_Information given_:
[Start of section]

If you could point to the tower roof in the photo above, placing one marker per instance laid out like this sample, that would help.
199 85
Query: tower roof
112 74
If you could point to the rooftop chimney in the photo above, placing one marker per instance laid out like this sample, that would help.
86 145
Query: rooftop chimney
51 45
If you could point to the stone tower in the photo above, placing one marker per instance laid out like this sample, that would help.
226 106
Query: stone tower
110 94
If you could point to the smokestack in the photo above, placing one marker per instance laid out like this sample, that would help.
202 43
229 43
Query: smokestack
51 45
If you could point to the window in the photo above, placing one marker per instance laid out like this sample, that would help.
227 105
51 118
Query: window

[End of section]

_Try it_:
Could you quote, exactly as they appear, the line containing "If you could point to the stone" and every line after it to the end of the records above?

_Result below_:
If you could point to the stone tower in the photo above, placing one marker per instance laid out like this sample, that would help.
226 106
Query: stone tower
110 94
If you could point to the smokestack in the photo above, placing one marker per instance laid out like this sample, that would help.
202 43
229 43
Query: smokestack
51 45
If you could point to the window in the photo above, placing one marker per instance laid out like this sample, that would help.
227 105
51 118
Query: window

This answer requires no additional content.